Pointing records
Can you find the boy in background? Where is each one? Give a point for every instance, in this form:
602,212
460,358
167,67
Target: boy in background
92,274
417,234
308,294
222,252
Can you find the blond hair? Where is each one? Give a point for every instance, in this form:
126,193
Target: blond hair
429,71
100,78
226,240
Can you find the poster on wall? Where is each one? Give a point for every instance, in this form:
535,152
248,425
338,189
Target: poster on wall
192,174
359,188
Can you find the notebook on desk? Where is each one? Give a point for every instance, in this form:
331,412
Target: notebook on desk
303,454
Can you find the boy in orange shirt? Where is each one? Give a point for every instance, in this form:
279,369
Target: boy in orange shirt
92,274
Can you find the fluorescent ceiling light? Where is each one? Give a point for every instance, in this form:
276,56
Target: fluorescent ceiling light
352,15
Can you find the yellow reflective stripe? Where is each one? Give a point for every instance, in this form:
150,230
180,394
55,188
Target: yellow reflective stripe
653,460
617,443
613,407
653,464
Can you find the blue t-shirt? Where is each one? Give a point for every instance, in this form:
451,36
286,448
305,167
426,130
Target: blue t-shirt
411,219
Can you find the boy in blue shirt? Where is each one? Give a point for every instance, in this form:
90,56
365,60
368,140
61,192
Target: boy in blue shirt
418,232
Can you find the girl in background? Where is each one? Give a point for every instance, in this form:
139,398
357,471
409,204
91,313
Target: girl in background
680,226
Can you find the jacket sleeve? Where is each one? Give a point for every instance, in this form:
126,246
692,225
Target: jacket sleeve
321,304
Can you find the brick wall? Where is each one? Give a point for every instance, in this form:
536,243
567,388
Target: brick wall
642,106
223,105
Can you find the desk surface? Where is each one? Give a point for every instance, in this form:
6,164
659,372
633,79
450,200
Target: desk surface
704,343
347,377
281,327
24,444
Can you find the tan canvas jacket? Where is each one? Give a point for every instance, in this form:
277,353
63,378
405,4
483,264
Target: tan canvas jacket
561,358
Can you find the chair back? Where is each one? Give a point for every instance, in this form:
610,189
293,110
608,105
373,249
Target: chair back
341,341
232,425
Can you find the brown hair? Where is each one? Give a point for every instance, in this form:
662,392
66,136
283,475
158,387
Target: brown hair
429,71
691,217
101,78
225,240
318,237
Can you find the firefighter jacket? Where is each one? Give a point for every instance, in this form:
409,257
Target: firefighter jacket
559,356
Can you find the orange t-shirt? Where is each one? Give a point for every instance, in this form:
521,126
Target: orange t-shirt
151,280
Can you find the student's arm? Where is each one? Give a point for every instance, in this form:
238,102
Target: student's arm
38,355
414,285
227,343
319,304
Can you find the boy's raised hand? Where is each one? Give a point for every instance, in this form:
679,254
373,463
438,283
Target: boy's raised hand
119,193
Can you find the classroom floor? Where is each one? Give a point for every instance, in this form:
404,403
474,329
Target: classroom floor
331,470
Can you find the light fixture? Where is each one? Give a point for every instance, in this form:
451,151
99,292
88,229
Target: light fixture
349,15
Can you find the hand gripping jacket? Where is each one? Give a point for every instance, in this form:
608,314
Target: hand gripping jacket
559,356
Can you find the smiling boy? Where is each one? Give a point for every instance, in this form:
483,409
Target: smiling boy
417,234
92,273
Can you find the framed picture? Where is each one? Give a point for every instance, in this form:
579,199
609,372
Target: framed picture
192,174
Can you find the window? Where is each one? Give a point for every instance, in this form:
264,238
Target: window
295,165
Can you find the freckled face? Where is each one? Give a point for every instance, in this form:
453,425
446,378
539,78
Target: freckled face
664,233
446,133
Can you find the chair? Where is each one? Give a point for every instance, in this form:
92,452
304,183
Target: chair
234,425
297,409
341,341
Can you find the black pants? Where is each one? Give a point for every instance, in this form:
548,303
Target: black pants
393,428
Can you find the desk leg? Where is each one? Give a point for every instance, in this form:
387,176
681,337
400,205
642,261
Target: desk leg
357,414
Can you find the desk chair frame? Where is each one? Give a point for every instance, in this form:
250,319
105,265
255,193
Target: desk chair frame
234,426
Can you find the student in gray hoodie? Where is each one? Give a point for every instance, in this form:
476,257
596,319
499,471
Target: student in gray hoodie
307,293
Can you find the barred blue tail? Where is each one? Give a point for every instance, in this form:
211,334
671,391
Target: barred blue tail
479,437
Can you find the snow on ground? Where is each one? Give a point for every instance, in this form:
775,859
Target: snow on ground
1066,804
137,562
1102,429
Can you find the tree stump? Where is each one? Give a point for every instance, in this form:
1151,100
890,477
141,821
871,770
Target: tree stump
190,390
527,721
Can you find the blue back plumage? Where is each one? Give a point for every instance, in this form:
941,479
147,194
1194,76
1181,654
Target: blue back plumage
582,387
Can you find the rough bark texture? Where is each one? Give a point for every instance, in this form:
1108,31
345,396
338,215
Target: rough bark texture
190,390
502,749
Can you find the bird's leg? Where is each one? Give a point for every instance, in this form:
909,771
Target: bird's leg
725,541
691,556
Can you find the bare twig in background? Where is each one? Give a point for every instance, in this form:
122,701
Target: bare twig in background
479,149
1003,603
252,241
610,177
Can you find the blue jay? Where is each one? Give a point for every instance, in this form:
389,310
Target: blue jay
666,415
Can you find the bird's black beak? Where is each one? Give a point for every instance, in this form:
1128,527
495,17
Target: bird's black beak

## Work to be completed
Print every record exactly as it was given.

## Correct response
Can you find the boy in background? Where is each one? Give a point for every instance, in this form:
602,212
460,358
167,67
Target: boy in background
92,274
417,234
308,294
222,252
Can you find the blond hair? Where is each one? Give a point for every instance, in this form:
126,193
Target: blond hair
429,71
100,78
226,240
Can you find the poster on wall? Where is each one? Give a point for every instance, in this form:
535,152
248,425
338,189
Target: poster on wall
192,174
359,188
Can you find the notebook on desk? Where is each one? Give a point for every instance, in this form:
331,412
Target: notebook on desk
303,454
Can you find the boy in orange shirt? Where is each one? Give a point for every instance, in this form:
279,369
Target: boy in orange shirt
92,274
Can you find the fluorescent ceiling light? Where is each one? Give a point for every instance, in this form:
276,56
Target: fluorescent ceiling light
352,15
Can you find the yellow reflective stripe? Where is each one? Give a point for every instance, in this form:
150,230
180,394
55,188
Target: yellow reflective stripe
653,460
617,443
613,407
653,464
Can you find the blue t-shirt? Where is each one? Give a point for every instance, in this form:
451,36
286,448
305,167
426,130
Target: blue t-shirt
411,219
Can you find the boy in blue shirt? Where is each one? Give a point for every instance, in this form:
90,56
365,60
368,140
61,192
Target: boy in blue shirt
418,232
Can you find the girl in background? Where is each one? Give a point for every instance, in this form:
139,398
357,471
409,204
91,313
Target: girl in background
680,226
Can you find the jacket sleeve? Where is each one? Give a point for every instance, in this form:
126,246
692,225
Target: jacket sleeve
321,304
Can you find the brick wall? Where is each one? Give a point for every instance, in this form:
536,243
567,388
Target: brick wall
642,106
223,105
Can you find the desk surface? Where is each one? Give a point for every instance, in this form:
6,164
659,372
633,79
450,200
Target: desk surface
704,343
347,377
281,327
24,444
Can you find the tan canvas jacket? Where is each one? Give a point for every instance, in this form:
277,353
63,378
405,4
483,264
Target: tan canvas jacket
561,358
Can you find the chair back? Where is each one? Give a point for every instance, in this form:
610,189
293,110
608,105
373,249
Target: chair back
341,341
232,425
Can you find the brown hair? Where is each one? Give a point for every instance, in this form:
662,392
66,136
283,475
158,387
Target: brown hair
429,71
691,217
101,78
225,240
318,237
Can you find the firefighter jacket? Where is each one? Give a point for every instance, in this form:
409,257
Target: firefighter jacket
559,356
Can you find the orange t-shirt? Where is each one? Give a point for every instance, in this form:
521,126
Target: orange t-shirt
151,280
Can you find the student's arm? Where is each one? Give a point for every instance, in this form:
238,102
Target: student's arm
38,355
414,285
227,343
319,304
Can you find the boy's raised hand? Where is each one? Give a point for every instance, in this form:
679,254
373,463
438,283
Target: boy's raised hand
119,193
Can you find the classroom floor? Where is each one? Give a point for every instance, in this form:
404,403
474,329
Target: classroom floor
331,470
Can you find the light fixture? Where is each one? Give a point for every instance, in this form:
451,151
99,292
88,229
Target: light fixture
349,15
Can you find the hand gripping jacket? Where is each one? Give a point for every instance, in this form:
608,314
Target: hand gripping jacket
559,356
Can you find the smiling boy? Where is each one? Give a point for every instance, in this form:
483,409
Target: smiling boy
417,234
92,273
Can you find the framed picture? Where is each one? Give a point for every instance, in this form:
579,199
609,372
Target: framed picture
192,174
Can you find the window? Where is each one? Give a point for every instance, in this form:
264,238
Target: window
295,165
Can you find the freckled face? Where is each one? Give a point for every instance, in this form:
453,425
446,378
539,78
Target: freckled face
664,233
446,133
Can you find the chair? Where is each one? Give a point for every instance, in this form:
92,452
304,183
Target: chair
234,425
297,409
341,341
Can you find the black pants? Where is each one? Give a point for every instance, in this form:
548,303
Target: black pants
393,428
Can you find the desk leg? Where is each one? Give a point for every instance, in this form:
387,176
681,337
400,205
642,261
Target: desk leg
357,414
Can you find the desk chair frame? Where is each one? Give a point for every instance, in this form:
250,319
105,265
255,193
Target: desk chair frame
234,426
Can you find the student in gray hoodie? Where is each one? Give a point for every instance, in this form:
476,257
596,319
499,471
Target: student in gray hoodie
307,293
Can you find the barred blue tail? Where is each one? Give a point for every instance, in this form:
211,334
671,391
Target: barred blue tail
479,437
Can you find the snow on ground? Where is each one? Give a point for every instance, in this form:
775,859
Target: snow on ground
1066,804
137,562
1102,429
Can you find the tree stump? Where is each one? Give a point for every instance, in this form:
1151,100
890,477
141,821
871,770
Target: tree stump
190,390
527,721
Can you find the blue back plumage? Where is each one? Give a point for every instance, in this form:
941,479
147,194
1194,76
1181,654
Target: blue back plumage
582,387
Can you find the rough bark texture? Where is each one? Give a point for every instance, in this form:
1108,31
345,396
338,215
Target: rough bark texture
190,390
502,749
Can you find the bird's leg? Where is each one? Give a point for every instance, in this form:
909,771
Target: bird's leg
725,541
691,556
Can you find the bare twig in background? Where is each one? Give a point for every instance, in this form:
122,701
Target: bare twig in background
479,149
1003,603
252,241
610,177
Can you find the blue jay? Where is each one? Give a point for every instance, in this form:
389,310
Target: blue jay
666,415
Can you find the bird's black beak? Where is each one? Give a point for every instance, in this form:
1128,527
495,17
Target: bird's black beak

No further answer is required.